*SUPPLIED TEXT*:
-- Start --
Showing posts with label adoption. Show all posts
Showing posts with label adoption. Show all posts

Wednesday, March 5, 2008

Birth mothers react to Juno

I know from reader feedback that Katha Pollitt and I aren’t after all alone in finding Juno disturbing. Thanks, gentle readers. Thanks now also to the Chicago Tribune, which ran a piece last week about reactions to the film by women who gave children up for adoption.

Check out the lead:
When Kateri McCann gave up her baby for adoption, she was a lot like the heroine of the hit movie "Juno": young, starry-eyed, and in love with the idea of doing the best thing for herself and her child while making the dream of parenthood a reality for a deserving couple.
She thought she could outsmart grief, she says, and for about a year and a half she succeeded.
Then came the tears, the nightmares, the spiraling depression.
And this:
McCann [says] that Cody, the "Juno" screenwriter, nails the initial stages of adoption with eerie precision, but misses the big picture almost entirely.
"It seems like [Cody] knew someone in that situation, paid really close attention -- and then lost contact when [the birth mother] became depressed."

Tuesday, February 12, 2008

I Heart Katha Pollitt

Katha Pollitt has come through for me again: Just when I’m feeling utterly alone in my convictions, she says just what I’d been feeling in funny, clear-headed terms. Thank you, Katha, for pouring cold water on the Juno love fest.
-- End --
*EXERCISES*:
**1)** In the blog posts about Juno, the quoted lead says Kateri McCann held off grief for about a year and a half. List what came after that.
**2)** Answer these questions from the blog posts about Juno:
(a) On what date was the post titled "I Heart Katha Pollitt" published?
(b) Which newspaper ran a piece about reactions to the film by women who gave children up for adoption?
(c) According to McCann, what does the screenwriter capture with eerie precision?

*Dataset excerpt*:
-- Start --
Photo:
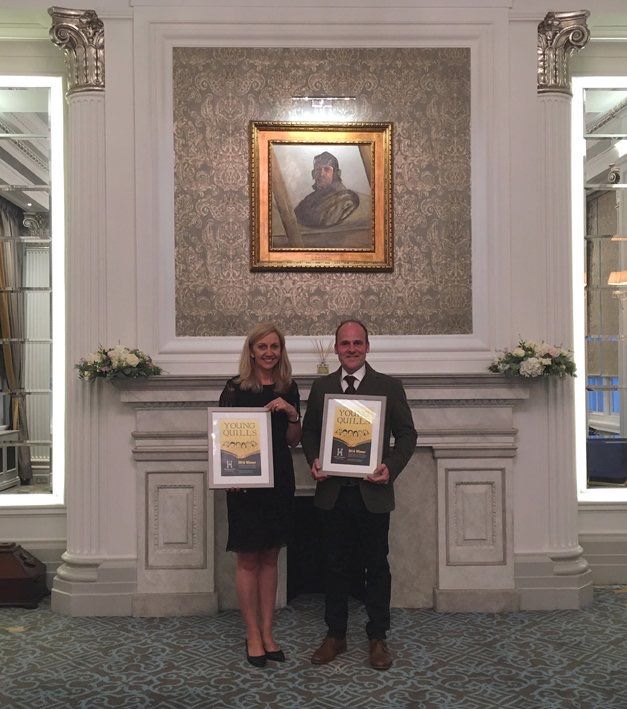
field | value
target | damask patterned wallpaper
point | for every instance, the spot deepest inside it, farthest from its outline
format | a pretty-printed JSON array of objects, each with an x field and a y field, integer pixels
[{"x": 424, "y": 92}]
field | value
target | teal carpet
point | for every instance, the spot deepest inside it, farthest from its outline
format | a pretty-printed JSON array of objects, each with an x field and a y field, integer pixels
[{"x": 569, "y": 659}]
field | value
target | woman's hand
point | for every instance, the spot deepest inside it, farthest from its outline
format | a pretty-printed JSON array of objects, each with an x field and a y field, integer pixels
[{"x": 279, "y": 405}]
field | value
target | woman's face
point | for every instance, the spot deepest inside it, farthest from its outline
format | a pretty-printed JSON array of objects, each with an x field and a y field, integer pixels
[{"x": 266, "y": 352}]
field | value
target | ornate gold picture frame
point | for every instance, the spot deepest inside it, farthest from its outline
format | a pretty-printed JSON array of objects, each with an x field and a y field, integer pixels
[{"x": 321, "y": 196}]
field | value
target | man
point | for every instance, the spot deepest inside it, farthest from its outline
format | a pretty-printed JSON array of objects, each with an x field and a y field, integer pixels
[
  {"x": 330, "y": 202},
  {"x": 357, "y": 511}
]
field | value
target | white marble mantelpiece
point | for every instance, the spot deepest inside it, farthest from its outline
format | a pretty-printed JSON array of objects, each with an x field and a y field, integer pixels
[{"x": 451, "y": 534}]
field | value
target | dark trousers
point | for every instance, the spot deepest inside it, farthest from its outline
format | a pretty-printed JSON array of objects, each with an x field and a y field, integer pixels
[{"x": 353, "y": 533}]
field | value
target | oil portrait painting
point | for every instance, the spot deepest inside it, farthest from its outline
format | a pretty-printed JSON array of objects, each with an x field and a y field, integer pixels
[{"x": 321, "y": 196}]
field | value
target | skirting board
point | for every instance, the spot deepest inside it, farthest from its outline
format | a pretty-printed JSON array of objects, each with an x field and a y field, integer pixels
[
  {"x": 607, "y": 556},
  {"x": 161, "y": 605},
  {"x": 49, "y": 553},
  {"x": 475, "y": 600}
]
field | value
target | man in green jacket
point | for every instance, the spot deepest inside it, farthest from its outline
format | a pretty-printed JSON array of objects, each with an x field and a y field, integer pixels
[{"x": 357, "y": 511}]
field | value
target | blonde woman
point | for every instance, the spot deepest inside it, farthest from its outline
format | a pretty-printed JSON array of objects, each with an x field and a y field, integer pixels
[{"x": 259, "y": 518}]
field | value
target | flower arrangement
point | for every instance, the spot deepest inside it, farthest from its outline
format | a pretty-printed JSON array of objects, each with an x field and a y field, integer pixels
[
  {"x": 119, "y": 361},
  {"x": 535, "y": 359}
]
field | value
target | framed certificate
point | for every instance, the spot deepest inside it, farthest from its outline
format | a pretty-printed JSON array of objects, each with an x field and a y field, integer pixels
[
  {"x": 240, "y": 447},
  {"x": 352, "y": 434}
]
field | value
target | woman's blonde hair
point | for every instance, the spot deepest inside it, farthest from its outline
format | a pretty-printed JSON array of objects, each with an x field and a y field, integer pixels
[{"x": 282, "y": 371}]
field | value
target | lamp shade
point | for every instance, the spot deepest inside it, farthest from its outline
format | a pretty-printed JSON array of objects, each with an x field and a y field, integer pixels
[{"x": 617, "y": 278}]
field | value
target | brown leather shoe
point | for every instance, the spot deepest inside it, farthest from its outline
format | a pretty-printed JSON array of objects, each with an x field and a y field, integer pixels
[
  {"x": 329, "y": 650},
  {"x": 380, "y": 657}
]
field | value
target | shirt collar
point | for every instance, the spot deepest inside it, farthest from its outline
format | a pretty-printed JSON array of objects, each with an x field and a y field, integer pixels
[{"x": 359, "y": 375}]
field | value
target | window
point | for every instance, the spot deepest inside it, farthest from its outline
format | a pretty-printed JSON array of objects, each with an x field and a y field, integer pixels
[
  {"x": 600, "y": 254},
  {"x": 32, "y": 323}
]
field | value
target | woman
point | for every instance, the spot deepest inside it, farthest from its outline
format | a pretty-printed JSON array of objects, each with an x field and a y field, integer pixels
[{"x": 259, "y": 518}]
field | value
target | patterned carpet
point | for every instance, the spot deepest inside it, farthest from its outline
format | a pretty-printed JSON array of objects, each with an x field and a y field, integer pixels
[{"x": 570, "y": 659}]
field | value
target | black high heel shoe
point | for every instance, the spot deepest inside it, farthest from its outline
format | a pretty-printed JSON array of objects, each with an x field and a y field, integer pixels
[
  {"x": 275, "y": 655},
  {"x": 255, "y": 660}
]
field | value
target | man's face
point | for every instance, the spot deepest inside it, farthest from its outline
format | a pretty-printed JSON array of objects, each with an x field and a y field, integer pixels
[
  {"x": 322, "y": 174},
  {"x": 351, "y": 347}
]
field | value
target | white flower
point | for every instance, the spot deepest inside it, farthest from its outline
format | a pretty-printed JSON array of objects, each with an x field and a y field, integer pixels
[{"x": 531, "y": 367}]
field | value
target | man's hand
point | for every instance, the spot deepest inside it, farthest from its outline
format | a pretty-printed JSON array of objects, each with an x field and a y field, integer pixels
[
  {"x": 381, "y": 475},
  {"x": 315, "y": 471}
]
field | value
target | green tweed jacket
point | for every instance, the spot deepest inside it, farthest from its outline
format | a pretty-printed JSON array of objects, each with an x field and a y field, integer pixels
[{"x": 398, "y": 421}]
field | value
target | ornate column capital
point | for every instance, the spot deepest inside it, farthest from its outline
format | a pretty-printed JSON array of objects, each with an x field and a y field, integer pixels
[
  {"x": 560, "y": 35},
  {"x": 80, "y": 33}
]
-- End --
*SOLUTIONS IN ORDER*:
**1)**
The tears
The nightmares
The spiraling depression

**2)**
(a) Tuesday, February 12, 2008
(b) The Chicago Tribune
(c) The initial stages of adoption